Quoted passage:
————————
To investigate the association between stuttering in adolescence and incident type 2 diabetes in young adulthood.
This nationwide population-based study included 2 193 855 adolescents of age 16 to 20 years who were assessed for military service between 1980 and 2013. Diagnoses of stuttering in adolescence were confirmed by a speech-language pathologist. Diabetes status for each individual as of December 31, 2016, was determined by linkage to the Israeli National Diabetes Registry. Relationships were analyzed using regression models adjusted for socioeconomic variables, cognitive performance, coexisting morbidities, and adolescent body mass index.
Analysis was stratified by sex (Pinteraction = 0.035). Of the 4443 (0.4%) adolescent men with stuttering, 162 (3.7%) developed type 2 diabetes, compared with 25 678 (2.1%) men without stuttering (adjusted odds ratio [OR] 1.3; 95% CI, 1.1-1.6). This relationship persisted when unaffected brothers of men with stuttering were used as the reference group (adjusted OR = 1.5; 95% CI, 1.01-2.2), or when the analysis included only adolescents with unimpaired health at baseline (adjusted OR = 1.4; 95% CI, 1.1-1.7). The association was stronger in later birth cohorts, with an adjusted OR of 2.4 (1.4-4.1) for cases of type 2 diabetes before age 40. Of the 503 (0.1%) adolescent women with stuttering 7 (1.4%) developed type 2 diabetes, compared with 10 139 (1.1%) women without stuttering (OR = 2.03; 95% CI, 0.48-2.20).
Adolescent stuttering is associated with an increased risk for early-onset type 2 diabetes among men.
————————
Material shown:
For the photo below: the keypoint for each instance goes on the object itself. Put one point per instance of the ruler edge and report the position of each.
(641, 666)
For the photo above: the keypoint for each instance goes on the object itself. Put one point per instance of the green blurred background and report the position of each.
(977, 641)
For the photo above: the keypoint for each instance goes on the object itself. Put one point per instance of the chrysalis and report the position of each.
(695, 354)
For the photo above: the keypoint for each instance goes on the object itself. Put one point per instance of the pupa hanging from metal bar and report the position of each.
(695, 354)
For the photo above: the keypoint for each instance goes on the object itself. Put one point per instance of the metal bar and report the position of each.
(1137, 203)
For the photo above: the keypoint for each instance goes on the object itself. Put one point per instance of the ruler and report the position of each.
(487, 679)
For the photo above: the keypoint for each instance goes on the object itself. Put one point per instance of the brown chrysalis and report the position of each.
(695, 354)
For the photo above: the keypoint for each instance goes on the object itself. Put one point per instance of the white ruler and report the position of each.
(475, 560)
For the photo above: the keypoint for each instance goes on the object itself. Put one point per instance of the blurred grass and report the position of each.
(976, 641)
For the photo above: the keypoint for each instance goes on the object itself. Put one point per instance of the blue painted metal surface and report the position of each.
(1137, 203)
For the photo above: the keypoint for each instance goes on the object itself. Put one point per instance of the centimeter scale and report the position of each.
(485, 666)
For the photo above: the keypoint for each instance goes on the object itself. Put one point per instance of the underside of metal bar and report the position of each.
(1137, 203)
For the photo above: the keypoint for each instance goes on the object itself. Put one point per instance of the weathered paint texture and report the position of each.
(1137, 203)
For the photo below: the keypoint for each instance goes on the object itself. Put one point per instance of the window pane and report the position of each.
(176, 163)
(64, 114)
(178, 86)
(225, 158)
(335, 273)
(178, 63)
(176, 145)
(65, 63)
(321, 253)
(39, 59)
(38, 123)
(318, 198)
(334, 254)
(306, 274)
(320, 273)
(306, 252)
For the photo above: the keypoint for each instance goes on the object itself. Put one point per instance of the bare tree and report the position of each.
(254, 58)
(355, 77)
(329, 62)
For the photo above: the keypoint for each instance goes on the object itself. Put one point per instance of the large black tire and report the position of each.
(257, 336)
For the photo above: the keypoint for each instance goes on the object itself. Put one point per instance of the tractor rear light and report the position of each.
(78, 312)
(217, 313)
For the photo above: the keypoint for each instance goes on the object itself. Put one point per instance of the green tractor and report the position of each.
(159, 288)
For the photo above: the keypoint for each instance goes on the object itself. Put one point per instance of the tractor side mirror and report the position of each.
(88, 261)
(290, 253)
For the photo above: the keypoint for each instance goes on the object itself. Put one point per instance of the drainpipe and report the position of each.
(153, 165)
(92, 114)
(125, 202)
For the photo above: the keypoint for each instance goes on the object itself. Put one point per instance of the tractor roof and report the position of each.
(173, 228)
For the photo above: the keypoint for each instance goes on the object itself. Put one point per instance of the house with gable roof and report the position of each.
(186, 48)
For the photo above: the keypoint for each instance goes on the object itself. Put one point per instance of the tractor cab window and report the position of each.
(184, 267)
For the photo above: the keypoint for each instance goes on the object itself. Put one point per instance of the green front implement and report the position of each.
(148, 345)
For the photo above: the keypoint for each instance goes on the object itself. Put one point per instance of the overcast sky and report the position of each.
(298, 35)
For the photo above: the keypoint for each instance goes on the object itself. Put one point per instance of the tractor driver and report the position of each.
————————
What to work on:
Update the study summary from "Analysis was stratified" to "95% CI, 0.48-2.20)." by changing every "stuttering" to "a stutter".

Solution for this task:
Analysis was stratified by sex (Pinteraction = 0.035). Of the 4443 (0.4%) adolescent men with a stutter, 162 (3.7%) developed type 2 diabetes, compared with 25 678 (2.1%) men without a stutter (adjusted odds ratio [OR] 1.3; 95% CI, 1.1-1.6). This relationship persisted when unaffected brothers of men with a stutter were used as the reference group (adjusted OR = 1.5; 95% CI, 1.01-2.2), or when the analysis included only adolescents with unimpaired health at baseline (adjusted OR = 1.4; 95% CI, 1.1-1.7). The association was stronger in later birth cohorts, with an adjusted OR of 2.4 (1.4-4.1) for cases of type 2 diabetes before age 40. Of the 503 (0.1%) adolescent women with a stutter 7 (1.4%) developed type 2 diabetes, compared with 10 139 (1.1%) women without a stutter (OR = 2.03; 95% CI, 0.48-2.20).